> Brief
Convert the data, from the line containing "find the speckled" through the end, inclusive, into a numbered list, leaving out any blank lines.

> Extracted material
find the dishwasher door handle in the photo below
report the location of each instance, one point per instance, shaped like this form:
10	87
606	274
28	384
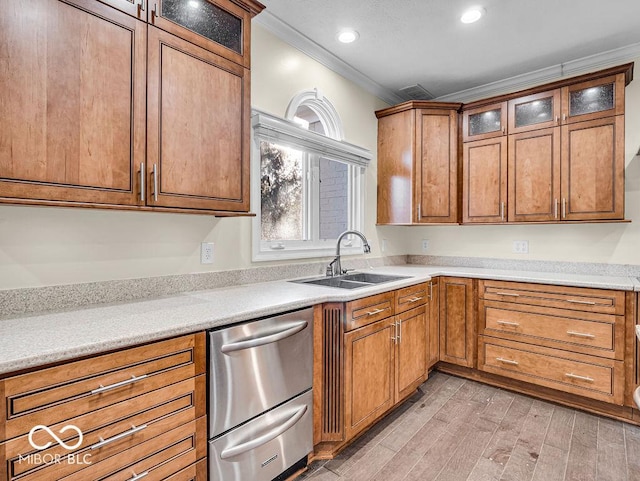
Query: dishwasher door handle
261	341
265	438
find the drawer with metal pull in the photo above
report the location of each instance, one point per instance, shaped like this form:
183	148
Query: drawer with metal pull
52	395
411	297
575	298
587	333
369	309
588	376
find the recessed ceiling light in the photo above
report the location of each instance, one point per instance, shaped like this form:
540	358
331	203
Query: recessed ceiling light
348	36
472	15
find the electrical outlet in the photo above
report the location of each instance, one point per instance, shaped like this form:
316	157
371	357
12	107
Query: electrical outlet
206	253
521	247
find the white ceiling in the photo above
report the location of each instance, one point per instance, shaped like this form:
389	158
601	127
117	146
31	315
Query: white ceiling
407	42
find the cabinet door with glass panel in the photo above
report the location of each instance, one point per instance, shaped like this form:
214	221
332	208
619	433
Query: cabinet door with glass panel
485	122
220	26
593	99
532	112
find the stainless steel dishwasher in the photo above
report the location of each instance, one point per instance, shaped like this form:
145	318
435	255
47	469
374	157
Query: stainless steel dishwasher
260	399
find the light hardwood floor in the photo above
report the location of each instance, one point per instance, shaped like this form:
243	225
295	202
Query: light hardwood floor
458	430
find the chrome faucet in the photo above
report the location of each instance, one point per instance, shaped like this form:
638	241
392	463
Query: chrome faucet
335	267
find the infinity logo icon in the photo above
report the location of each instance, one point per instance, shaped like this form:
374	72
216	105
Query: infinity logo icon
56	438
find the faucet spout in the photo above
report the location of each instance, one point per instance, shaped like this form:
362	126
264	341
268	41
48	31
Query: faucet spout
335	267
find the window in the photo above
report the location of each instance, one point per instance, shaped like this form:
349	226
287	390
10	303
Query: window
307	183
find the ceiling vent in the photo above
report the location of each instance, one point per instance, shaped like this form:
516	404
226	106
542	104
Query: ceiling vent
416	92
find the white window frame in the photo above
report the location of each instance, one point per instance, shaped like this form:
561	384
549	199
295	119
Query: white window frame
280	131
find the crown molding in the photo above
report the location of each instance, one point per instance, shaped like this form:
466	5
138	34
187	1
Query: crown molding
572	68
298	40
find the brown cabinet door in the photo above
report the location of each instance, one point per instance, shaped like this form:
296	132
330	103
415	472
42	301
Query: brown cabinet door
457	321
593	99
72	103
197	127
534	175
220	26
437	166
434	322
411	351
484	122
484	189
369	372
536	111
593	169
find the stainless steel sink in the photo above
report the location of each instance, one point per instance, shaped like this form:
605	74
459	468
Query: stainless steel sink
351	281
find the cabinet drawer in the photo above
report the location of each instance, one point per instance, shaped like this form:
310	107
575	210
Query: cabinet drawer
596	334
161	456
575	298
122	425
588	376
411	297
369	309
66	391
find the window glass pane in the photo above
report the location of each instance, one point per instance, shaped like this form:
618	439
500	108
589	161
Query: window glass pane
485	122
281	192
334	198
206	19
535	112
594	99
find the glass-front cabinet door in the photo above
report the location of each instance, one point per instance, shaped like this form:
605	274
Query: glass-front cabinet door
219	26
593	99
537	111
485	122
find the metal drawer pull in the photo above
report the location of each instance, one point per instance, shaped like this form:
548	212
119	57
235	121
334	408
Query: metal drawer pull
138	476
581	334
580	378
290	330
117	437
265	438
508	323
575	301
377	311
507	361
118	384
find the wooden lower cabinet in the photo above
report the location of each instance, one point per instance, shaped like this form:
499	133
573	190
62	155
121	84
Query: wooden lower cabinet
140	410
411	352
457	321
369	371
433	336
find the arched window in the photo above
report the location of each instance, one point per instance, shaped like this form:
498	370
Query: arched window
307	182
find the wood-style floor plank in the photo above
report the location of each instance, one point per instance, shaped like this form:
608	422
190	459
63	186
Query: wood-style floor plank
453	429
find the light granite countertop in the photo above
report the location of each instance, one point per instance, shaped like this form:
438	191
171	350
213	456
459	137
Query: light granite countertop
34	340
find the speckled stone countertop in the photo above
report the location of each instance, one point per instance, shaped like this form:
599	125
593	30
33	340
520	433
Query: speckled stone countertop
29	341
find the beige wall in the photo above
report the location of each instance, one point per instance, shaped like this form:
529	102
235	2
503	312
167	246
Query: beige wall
617	243
47	246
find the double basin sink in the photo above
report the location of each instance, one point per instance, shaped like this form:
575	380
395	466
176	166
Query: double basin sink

> Answer to this problem
1. find the speckled stone countertop in the photo above
2. report the location of each instance, one point per instance, shaped like this form:
3. 599	125
4. 593	30
5. 33	340
6. 520	433
7. Query: speckled stone countertop
8. 29	341
9. find the beige wall in the photo above
10. report the location of each instance, one point per instance, shaped like this form:
11. 529	102
12. 235	2
13. 503	312
14. 167	246
15. Query: beige wall
16. 617	243
17. 47	246
18. find the double basin sink in the photo above
19. report the location of each instance, one point per instance, shaped like this form:
20. 575	380
21. 395	466
22. 176	166
23. Query: double basin sink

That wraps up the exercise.